***** LISTED RECORDS

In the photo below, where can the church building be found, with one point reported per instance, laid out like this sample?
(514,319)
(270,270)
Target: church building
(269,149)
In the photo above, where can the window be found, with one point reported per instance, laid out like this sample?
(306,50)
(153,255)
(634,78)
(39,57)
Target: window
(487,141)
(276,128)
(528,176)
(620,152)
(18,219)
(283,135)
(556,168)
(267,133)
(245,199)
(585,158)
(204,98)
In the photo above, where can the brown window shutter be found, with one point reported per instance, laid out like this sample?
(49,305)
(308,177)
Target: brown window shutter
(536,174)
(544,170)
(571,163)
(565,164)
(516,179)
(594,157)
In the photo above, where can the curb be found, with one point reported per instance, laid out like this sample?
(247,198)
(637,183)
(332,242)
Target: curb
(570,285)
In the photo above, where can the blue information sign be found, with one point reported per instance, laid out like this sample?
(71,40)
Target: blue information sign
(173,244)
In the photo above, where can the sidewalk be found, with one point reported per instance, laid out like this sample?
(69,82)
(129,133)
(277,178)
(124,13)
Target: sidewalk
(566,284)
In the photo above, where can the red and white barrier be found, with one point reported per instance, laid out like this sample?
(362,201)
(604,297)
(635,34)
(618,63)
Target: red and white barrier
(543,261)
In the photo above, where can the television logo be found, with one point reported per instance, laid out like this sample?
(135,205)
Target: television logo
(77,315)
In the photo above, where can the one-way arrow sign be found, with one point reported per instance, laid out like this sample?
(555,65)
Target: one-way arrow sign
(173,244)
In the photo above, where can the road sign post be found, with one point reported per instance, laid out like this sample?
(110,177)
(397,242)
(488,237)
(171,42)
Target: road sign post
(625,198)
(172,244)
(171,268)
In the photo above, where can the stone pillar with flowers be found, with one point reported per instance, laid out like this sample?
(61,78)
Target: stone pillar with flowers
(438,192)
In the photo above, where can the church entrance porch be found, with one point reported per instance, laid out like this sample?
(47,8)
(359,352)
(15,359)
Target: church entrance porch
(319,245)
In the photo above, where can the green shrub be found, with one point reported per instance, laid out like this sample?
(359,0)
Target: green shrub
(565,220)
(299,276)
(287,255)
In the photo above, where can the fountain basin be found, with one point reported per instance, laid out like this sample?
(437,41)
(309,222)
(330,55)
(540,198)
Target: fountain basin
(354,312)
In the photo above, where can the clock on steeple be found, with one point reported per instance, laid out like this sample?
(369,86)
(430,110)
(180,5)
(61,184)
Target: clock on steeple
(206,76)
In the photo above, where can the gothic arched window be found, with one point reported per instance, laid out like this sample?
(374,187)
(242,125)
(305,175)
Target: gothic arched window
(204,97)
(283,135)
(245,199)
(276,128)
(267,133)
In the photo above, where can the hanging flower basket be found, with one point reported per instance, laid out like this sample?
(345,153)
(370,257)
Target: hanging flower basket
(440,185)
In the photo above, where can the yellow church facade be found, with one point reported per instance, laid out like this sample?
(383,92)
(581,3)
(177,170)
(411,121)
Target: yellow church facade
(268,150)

**********

WHAT NEEDS TO BE DONE: Starting at the line that contains "In the photo above, where can the fountain", copy each line exactly through the end of the listing above. Include that first line and the last one, and add nothing.

FINISHED ANSWER:
In the photo above, where can the fountain basin be found, with one point reported per instance, laid out like this sample?
(437,41)
(309,222)
(330,55)
(540,198)
Target: fountain basin
(354,312)
In the photo above, where can the clock on steeple be found, with one point reported per instance, laid out like this sample?
(369,86)
(430,110)
(180,5)
(61,184)
Target: clock on steeple
(206,76)
In the photo above, where can the gothic arched window be found, with one point reported per instance, laid out like this sample?
(374,187)
(242,125)
(305,175)
Target: gothic arched window
(204,97)
(283,135)
(245,199)
(276,128)
(267,133)
In the photo above, where can the hanging flower basket be found, with one point reported per instance, laid out like this sample?
(345,153)
(370,257)
Target: hanging flower basket
(440,185)
In the photo above, where can the yellow church facade be found, with one point reported per instance, laid out like this sample?
(383,92)
(581,3)
(177,170)
(411,121)
Target: yellow church facade
(268,150)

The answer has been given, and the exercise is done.